Job =
Please identify each line in the entries below that contains the word "upper" and copy every such line in full.

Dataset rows
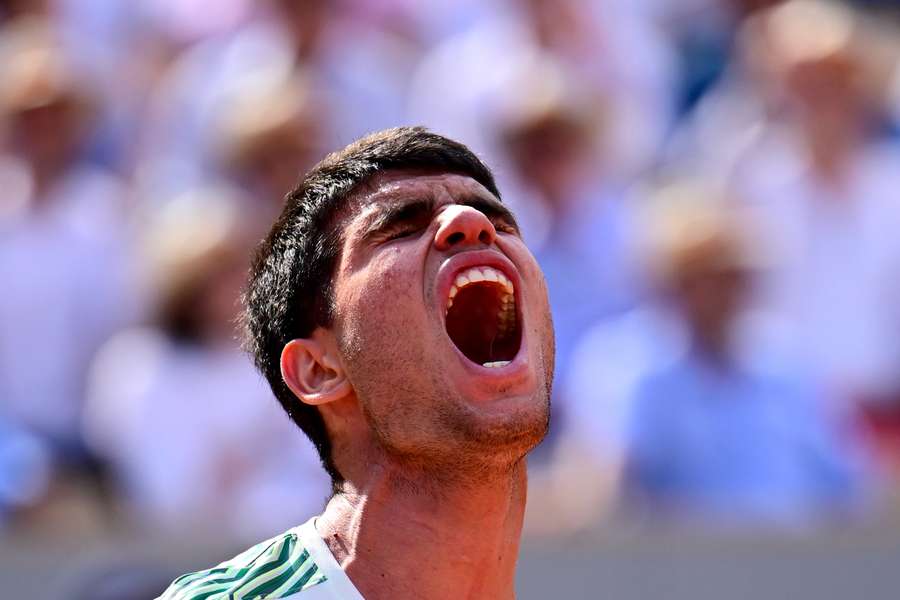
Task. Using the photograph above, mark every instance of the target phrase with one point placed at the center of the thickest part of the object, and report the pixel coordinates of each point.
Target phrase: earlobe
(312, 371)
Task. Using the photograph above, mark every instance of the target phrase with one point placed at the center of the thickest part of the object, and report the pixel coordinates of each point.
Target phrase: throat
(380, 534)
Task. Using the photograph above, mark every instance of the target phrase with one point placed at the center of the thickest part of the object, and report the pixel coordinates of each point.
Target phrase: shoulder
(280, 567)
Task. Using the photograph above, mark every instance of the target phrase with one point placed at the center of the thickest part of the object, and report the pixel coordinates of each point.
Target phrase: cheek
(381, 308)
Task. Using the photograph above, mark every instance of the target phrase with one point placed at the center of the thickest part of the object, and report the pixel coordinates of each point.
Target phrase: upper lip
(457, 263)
* * *
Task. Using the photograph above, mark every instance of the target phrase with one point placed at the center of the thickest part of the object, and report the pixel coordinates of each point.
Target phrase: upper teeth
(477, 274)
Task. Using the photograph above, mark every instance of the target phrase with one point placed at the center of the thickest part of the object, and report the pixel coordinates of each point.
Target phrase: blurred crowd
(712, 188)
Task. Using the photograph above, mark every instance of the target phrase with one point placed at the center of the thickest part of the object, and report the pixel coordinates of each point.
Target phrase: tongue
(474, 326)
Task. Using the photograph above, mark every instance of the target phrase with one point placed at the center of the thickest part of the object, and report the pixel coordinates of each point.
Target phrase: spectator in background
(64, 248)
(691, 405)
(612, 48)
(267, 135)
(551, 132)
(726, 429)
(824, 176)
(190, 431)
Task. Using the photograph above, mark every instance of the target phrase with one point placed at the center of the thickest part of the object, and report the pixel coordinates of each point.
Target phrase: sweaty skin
...
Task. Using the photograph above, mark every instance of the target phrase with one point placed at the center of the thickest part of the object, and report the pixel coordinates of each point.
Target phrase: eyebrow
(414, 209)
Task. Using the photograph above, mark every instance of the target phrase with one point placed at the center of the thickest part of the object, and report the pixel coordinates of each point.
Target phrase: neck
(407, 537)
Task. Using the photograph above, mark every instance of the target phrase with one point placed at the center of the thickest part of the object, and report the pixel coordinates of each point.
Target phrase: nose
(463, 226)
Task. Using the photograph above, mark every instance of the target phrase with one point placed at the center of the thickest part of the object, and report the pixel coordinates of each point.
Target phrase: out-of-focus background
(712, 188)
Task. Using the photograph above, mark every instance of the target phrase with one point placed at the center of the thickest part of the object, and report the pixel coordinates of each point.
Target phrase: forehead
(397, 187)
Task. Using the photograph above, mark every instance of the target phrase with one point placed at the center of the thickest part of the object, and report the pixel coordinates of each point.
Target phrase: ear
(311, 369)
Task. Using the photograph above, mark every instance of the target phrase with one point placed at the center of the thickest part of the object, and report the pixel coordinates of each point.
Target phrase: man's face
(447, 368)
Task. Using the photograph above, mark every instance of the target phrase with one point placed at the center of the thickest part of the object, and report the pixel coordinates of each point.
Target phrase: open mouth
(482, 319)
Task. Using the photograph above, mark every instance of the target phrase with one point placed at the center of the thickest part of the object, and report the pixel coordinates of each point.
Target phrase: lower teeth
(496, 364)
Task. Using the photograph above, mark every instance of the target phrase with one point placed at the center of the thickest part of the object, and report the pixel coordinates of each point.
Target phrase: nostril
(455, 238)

Full response =
Target phrase: upper lip
Target phrase: upper teeth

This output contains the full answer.